■ **Goal of the exercise**
Pick up the personal essay about Joshua, the writer's blind and autistic older brother, and write the next part after its final paragraph.

Today I feel a strong and persistent call to write about my big brother, Joshua. What limited knowledge I have of him comes primarily from early childhood memories, so much of this will be written in the past-tense. My parents tell me he isn’t doing well. He may rally, but he may not. The thought that he might not be long for this world made me surprisingly emotional. I know that sounds… hardened, but it isn’t; perhaps pragmatic. Josh is blind, doesn’t speak, is self-abusive and deeply autistic. It is very difficult to comfort him, to treat his pain. I believe that when he goes home, it will be incredibly joyful for him. But I will mourn his loss. His contribution to my life has been worth more than I can say, but I’ll try anyway.

Josh helped teach me about compassion. It would be easy to pity him. My parents had compassion for him. In my mind there is a vital difference. Pity has no hands or feet. It is counterproductive, even demeaning; not that I’m immune. I pity people sometimes. It is a helpless feeling. Compassion recognizes humanity. It inspires us to show humanity. Of course my folks saw his limitations, but they saw his personality and capacities, too. They loved and included him and taught us to do the same.

■ **Supplied data**

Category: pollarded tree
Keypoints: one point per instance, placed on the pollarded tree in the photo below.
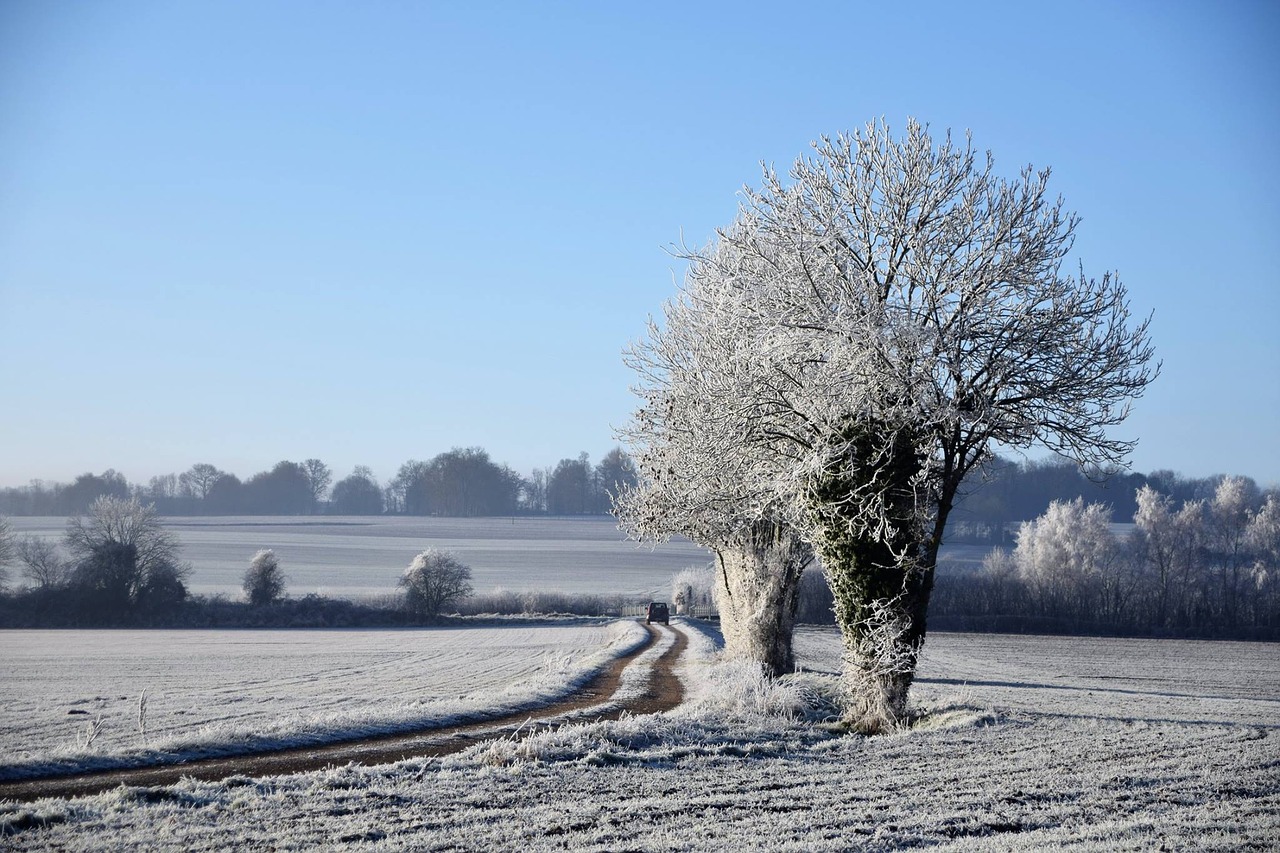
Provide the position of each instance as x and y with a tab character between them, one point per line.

■ **Output for this exercise**
More importantly, Joshua taught me about the value of people. Though he could not speak to me, see me, respond in typical ways; though his behaviors were odd and never socially acceptable, I felt his soul. I know that sounds terribly melodramatic, but truly – he had gentleness. I always thought he was special. I love him.

Josh also reminds me that death need not be a fearful thing. He may feel miserable and unhappy here; it’s easy to look at him and feel that something better awaits, but sometimes I forget that I am, more or less, in the same position. We all are. While our lives here can be very precious and beautiful to us, fear, confusion, misery and brokenness are also parts of our realities. I can’t imagine much greater contrast than that between those feelings and pure, uninhibited joy and peace.

And so I thank God for my brother. Thank you for reading about someone who is probably a stranger to you. If you feel so moved, prayers for his peace and comfort would be wonderful.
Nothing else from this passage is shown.